* CHALLENGE *
From the records below, reproduce verbatim the lines starting at the line with "Where can you find the carpeted" up to and including the line with "point(80, 120)".

* Pointing and labeling entries *
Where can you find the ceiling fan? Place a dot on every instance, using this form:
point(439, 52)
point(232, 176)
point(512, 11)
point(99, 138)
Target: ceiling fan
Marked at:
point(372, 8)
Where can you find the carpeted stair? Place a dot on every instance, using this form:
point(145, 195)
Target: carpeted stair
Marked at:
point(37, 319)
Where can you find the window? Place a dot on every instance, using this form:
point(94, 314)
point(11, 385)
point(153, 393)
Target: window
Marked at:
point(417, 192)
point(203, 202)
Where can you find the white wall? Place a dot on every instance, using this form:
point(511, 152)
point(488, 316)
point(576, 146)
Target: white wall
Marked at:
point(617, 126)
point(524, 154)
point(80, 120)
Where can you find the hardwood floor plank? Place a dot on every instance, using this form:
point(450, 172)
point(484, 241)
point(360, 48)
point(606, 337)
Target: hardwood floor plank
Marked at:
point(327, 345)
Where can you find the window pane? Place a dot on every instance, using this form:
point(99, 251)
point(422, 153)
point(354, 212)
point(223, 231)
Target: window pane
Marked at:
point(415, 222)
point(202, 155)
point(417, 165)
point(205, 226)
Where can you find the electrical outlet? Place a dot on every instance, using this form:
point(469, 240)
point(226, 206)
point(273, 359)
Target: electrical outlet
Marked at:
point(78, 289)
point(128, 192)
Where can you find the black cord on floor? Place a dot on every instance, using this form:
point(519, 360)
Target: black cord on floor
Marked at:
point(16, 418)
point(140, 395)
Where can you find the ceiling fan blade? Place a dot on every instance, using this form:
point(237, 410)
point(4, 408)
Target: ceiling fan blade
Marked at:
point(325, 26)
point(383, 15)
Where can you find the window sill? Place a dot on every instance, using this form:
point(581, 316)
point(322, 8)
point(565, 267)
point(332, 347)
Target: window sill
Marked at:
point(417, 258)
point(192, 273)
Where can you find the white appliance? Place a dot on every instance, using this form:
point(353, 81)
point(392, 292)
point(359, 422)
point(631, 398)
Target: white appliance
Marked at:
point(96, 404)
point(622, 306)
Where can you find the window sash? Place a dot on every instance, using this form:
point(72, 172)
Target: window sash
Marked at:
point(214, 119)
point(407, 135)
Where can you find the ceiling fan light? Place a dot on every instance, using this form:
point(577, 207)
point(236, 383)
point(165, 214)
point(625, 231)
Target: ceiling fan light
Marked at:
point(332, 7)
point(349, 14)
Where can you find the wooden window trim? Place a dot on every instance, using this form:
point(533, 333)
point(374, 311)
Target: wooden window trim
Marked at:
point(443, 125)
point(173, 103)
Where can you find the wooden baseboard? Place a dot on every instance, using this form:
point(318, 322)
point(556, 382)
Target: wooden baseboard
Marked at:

* RESPONSE *
Where can you find the carpeted stair? Place a dot on every instance, using this form:
point(145, 195)
Target: carpeted stair
Marked at:
point(37, 319)
Where can you find the window? Place a dot on every instance, using this form:
point(94, 314)
point(11, 385)
point(153, 393)
Target: window
Marked at:
point(417, 192)
point(203, 202)
Where can you find the white wall? Place a dot on every instance, using this form:
point(511, 152)
point(488, 316)
point(576, 146)
Target: white wall
Marked at:
point(617, 126)
point(524, 154)
point(80, 120)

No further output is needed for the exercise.